◆ WHAT YOU NEED TO DO:
1 > In the energy projections passage, how much lower than the Reference case level is coal production in 2040 under the GHG15 case?
2 > Please write out the part of the energy projections passage that opens with the words containing "figure data" and closes with "level (Figure 108).".

Of the cases shown in Figure 105, the most substantial decline in U.S. coal production occurs in the GHG15 case, where an economy-wide CO2 emissions price that rises to $53 per metric ton in 2040 leads to a 50-percent drop in coal production from the Reference case level in 2040. Across the remaining cases, variations range from 15 percent lower to 6 percent higher than production in the Reference case in 2020; and by 2040, as the gap in coal prices widens over time, the range of differences increases to 24 percent below and 16 percent above the Reference case in the High Coal Cost and Low Coal Cost cases, respectively. In two additional GHG cases developed for AEO2013 (not shown in Figure 105), economy-wide CO2 allowance fees are assumed to increase to $36 per metric ton in the GHG10 case and $89 per metric ton in the GHG25 case in 2040, resulting in total coal production in 2040 that is 25 percent lower and 72 percent lower, respectively, than in the Reference case.

Energy-related carbon dioxide emissions remain below their 2005 level through 2040


figure data

On average, energy-related CO2 emissions in the AEO2013 Reference case decline by 0.2 percent per year from 2005 to 2040, as compared with an average increase of 0.9 percent per year from 1980 to 2005. Reasons for the decline include: an expected slow and extended recovery from the recession of 2007-2009; growing use of renewable technologies and fuels; automobile efficiency improvements; slower growth in electricity demand; and more use of natural gas, which is less carbon-intensive than other fossil fuels. In the Reference case, energy-related CO2 emissions in 2020 are 9.1 percent below their 2005 level. Energy-related CO2 emissions total 5,691 million metric tons in 2040, or 308 million metric tons (5.1 percent) below their 2005 level (Figure 108).

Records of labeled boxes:

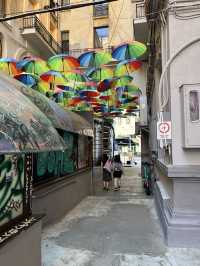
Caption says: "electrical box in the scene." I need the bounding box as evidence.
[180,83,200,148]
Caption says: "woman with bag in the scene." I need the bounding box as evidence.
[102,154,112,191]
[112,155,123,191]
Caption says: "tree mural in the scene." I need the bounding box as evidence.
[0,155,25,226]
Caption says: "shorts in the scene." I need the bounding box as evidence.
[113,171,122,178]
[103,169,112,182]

==

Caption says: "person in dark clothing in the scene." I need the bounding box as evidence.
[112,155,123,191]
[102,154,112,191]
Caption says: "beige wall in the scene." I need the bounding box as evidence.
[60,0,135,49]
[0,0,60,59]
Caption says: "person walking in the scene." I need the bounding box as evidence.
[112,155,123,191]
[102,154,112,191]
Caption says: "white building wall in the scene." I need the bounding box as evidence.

* * *

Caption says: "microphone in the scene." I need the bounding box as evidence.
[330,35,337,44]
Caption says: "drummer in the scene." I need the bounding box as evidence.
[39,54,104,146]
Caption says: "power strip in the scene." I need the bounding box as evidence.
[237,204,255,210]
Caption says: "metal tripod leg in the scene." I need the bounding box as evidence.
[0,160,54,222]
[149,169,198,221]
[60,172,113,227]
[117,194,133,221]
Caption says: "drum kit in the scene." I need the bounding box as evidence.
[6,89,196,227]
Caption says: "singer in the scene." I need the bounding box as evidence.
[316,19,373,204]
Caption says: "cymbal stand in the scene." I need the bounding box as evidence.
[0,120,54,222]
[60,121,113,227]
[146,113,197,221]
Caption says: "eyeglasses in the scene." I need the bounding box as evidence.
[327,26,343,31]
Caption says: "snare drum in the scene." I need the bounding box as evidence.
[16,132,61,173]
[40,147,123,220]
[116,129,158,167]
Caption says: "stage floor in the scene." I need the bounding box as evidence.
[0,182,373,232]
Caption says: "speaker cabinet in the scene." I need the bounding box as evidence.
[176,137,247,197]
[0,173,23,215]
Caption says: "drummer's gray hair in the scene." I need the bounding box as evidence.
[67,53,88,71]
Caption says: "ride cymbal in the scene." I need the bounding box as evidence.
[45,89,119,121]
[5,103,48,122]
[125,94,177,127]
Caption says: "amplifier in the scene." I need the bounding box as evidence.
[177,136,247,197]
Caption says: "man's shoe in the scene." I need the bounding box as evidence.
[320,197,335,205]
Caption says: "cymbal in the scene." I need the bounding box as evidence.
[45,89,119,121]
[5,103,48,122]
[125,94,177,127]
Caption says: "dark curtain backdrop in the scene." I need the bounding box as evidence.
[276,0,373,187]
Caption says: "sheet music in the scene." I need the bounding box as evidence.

◆ PROBLEM SOLUTIONS:
1 > It is 50 percent lower.

2 >
figure data

On average, energy-related CO2 emissions in the AEO2013 Reference case decline by 0.2 percent per year from 2005 to 2040, as compared with an average increase of 0.9 percent per year from 1980 to 2005. Reasons for the decline include: an expected slow and extended recovery from the recession of 2007-2009; growing use of renewable technologies and fuels; automobile efficiency improvements; slower growth in electricity demand; and more use of natural gas, which is less carbon-intensive than other fossil fuels. In the Reference case, energy-related CO2 emissions in 2020 are 9.1 percent below their 2005 level. Energy-related CO2 emissions total 5,691 million metric tons in 2040, or 308 million metric tons (5.1 percent) below their 2005 level (Figure 108).